**Problem:** Write out all of the records, keeping each one exactly as written.

+++ Provided entries +++

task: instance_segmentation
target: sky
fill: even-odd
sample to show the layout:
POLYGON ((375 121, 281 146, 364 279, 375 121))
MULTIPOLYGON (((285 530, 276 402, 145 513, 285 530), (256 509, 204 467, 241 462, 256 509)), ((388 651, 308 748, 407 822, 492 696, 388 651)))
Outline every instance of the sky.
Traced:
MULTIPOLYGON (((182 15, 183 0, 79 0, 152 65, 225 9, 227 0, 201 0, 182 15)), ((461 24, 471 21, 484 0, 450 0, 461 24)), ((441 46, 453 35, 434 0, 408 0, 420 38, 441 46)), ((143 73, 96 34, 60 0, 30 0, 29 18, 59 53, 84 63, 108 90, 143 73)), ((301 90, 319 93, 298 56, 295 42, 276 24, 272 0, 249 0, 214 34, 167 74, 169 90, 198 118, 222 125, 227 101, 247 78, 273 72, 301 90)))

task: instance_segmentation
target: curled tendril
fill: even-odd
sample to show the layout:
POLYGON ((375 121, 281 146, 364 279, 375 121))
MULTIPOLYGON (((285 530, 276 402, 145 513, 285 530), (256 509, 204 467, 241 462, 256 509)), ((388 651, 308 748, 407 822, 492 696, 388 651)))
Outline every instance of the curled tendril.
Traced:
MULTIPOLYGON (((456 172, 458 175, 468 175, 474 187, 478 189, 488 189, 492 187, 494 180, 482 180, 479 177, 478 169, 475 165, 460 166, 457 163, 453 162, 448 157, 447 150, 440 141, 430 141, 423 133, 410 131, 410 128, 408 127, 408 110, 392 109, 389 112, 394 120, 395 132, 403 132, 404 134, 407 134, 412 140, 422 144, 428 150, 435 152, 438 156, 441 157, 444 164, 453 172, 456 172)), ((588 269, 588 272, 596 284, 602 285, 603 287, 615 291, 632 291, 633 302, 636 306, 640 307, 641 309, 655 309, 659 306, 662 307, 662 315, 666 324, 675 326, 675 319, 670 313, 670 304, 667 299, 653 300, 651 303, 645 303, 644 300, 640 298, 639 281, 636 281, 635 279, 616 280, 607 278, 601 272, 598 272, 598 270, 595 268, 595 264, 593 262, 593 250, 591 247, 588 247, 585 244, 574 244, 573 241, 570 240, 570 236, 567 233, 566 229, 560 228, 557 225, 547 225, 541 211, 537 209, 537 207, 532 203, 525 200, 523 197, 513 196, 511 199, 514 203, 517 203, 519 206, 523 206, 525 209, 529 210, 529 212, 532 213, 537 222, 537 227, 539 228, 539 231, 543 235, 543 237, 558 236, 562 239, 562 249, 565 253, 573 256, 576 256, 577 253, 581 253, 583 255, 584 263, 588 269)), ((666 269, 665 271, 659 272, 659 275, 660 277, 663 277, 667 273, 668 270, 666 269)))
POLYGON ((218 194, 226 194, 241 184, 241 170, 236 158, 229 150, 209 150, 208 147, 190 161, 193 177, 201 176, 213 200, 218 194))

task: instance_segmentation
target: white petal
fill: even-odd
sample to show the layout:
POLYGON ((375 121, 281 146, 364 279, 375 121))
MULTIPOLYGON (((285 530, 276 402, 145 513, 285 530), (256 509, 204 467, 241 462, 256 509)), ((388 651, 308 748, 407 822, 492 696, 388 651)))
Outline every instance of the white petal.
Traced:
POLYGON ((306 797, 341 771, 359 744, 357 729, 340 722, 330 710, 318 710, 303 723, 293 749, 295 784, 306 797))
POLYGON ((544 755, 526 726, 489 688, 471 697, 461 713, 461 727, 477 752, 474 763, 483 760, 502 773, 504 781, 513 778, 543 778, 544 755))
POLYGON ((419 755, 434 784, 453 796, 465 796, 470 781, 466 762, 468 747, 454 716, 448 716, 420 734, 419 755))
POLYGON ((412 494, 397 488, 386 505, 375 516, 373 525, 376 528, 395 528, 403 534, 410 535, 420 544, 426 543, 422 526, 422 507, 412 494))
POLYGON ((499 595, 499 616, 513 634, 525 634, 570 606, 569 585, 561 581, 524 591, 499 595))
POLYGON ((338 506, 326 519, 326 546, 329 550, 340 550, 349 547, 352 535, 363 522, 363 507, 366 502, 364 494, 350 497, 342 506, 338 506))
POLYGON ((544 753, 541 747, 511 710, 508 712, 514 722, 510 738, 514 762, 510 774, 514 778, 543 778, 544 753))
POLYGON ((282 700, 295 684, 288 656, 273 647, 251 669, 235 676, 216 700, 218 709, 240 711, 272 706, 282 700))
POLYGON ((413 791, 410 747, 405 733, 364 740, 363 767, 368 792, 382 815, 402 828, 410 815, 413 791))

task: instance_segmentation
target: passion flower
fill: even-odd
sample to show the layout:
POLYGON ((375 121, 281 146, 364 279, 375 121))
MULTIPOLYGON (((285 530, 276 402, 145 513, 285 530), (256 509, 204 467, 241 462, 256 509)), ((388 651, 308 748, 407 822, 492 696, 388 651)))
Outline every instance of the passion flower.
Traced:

+++

**Response area:**
task: instance_segmentation
target: sky
fill: even-odd
sample to show the layout:
POLYGON ((375 121, 281 146, 364 279, 375 121))
MULTIPOLYGON (((285 530, 276 402, 145 513, 285 530), (256 509, 204 467, 241 462, 256 509)), ((388 651, 308 748, 407 822, 492 696, 388 651)))
Outline every instance of the sky.
Traced:
MULTIPOLYGON (((182 15, 183 0, 79 0, 152 65, 225 9, 227 0, 201 0, 182 15)), ((461 24, 471 21, 484 0, 450 0, 461 24)), ((441 46, 453 35, 434 0, 408 0, 420 38, 441 46)), ((143 73, 96 34, 60 0, 30 0, 29 18, 59 53, 84 63, 108 90, 143 73)), ((301 90, 319 93, 298 56, 295 42, 276 24, 272 0, 249 0, 214 34, 167 74, 169 90, 198 118, 222 125, 227 101, 247 78, 273 72, 301 90)))

task: instance_segmentation
target: curled tendril
fill: even-odd
sample to show the layout:
POLYGON ((375 121, 281 146, 364 279, 375 121))
MULTIPOLYGON (((285 530, 276 402, 145 513, 285 530), (256 509, 204 467, 241 462, 256 509)), ((388 651, 308 748, 407 822, 492 696, 388 651)))
Outline every instance of the curled tendril.
Traced:
MULTIPOLYGON (((456 172, 458 175, 468 175, 474 187, 478 189, 488 189, 492 187, 494 180, 482 180, 479 177, 478 169, 475 165, 460 166, 457 163, 453 162, 448 157, 447 150, 440 141, 430 141, 423 133, 410 131, 410 128, 408 127, 408 110, 392 109, 389 112, 394 120, 395 132, 403 132, 404 134, 407 134, 412 140, 422 144, 428 150, 435 152, 438 156, 441 157, 444 164, 453 172, 456 172)), ((588 269, 588 272, 596 284, 602 285, 603 287, 615 291, 632 291, 633 302, 636 306, 640 307, 641 309, 655 309, 659 306, 662 307, 662 315, 666 324, 675 326, 675 319, 670 313, 670 304, 667 299, 653 300, 651 303, 645 303, 644 300, 640 298, 639 281, 636 281, 635 279, 616 280, 607 278, 601 272, 598 272, 598 270, 595 268, 595 264, 593 262, 593 250, 591 247, 588 247, 585 244, 574 244, 573 241, 570 240, 570 236, 567 233, 566 229, 560 228, 557 225, 547 225, 541 211, 537 209, 537 207, 532 203, 525 200, 523 197, 513 196, 511 199, 514 203, 517 203, 519 206, 523 206, 525 209, 529 210, 529 212, 532 213, 537 222, 537 227, 539 228, 539 231, 543 235, 543 237, 558 236, 562 239, 562 249, 565 253, 573 256, 576 256, 577 253, 581 253, 583 255, 584 263, 588 269)), ((666 269, 665 271, 659 272, 659 275, 660 277, 663 277, 667 273, 668 270, 666 269)))
POLYGON ((218 194, 226 194, 241 184, 241 170, 236 158, 229 150, 209 150, 208 147, 190 161, 193 177, 201 176, 213 200, 218 194))

task: instance_segmentation
target: white petal
fill: even-odd
sample to show the layout:
POLYGON ((375 121, 281 146, 364 279, 375 121))
MULTIPOLYGON (((285 530, 276 402, 145 513, 285 530), (256 509, 204 467, 241 462, 256 509)), ((388 651, 308 748, 407 822, 492 696, 388 651)))
Outline every instance of the white petal.
Traced:
POLYGON ((306 797, 341 771, 359 744, 357 729, 340 722, 330 710, 318 710, 303 723, 293 749, 295 784, 306 797))
POLYGON ((544 755, 526 726, 489 688, 471 697, 461 713, 461 727, 477 752, 474 763, 483 760, 502 773, 504 781, 513 778, 543 778, 544 755))
POLYGON ((419 755, 434 784, 453 796, 465 796, 470 781, 466 762, 468 747, 454 716, 448 716, 420 734, 419 755))
POLYGON ((412 494, 397 488, 386 505, 375 516, 373 525, 376 528, 395 528, 403 534, 410 535, 420 544, 426 543, 422 526, 422 507, 412 494))
POLYGON ((499 595, 499 616, 513 634, 525 634, 570 606, 569 585, 561 581, 524 591, 499 595))
POLYGON ((338 506, 326 519, 326 546, 329 550, 340 550, 349 547, 352 535, 363 522, 363 507, 366 502, 364 494, 350 497, 342 506, 338 506))
POLYGON ((544 753, 541 747, 511 710, 508 712, 514 722, 510 738, 514 762, 510 774, 514 778, 543 778, 544 753))
POLYGON ((282 700, 295 684, 288 656, 273 647, 251 669, 235 676, 216 700, 218 709, 240 711, 272 706, 282 700))
POLYGON ((413 791, 410 747, 405 733, 364 740, 363 767, 368 792, 382 815, 402 828, 410 815, 413 791))

task: instance_segmentation
target: passion flower
fill: even-odd
sample to show the layout:
POLYGON ((375 121, 281 146, 364 279, 375 121))
MULTIPOLYGON (((285 530, 276 402, 145 513, 285 530), (256 509, 204 467, 241 462, 256 509)), ((388 651, 308 748, 407 822, 492 696, 388 651)))
Outline every instance of the passion flower.
Traced:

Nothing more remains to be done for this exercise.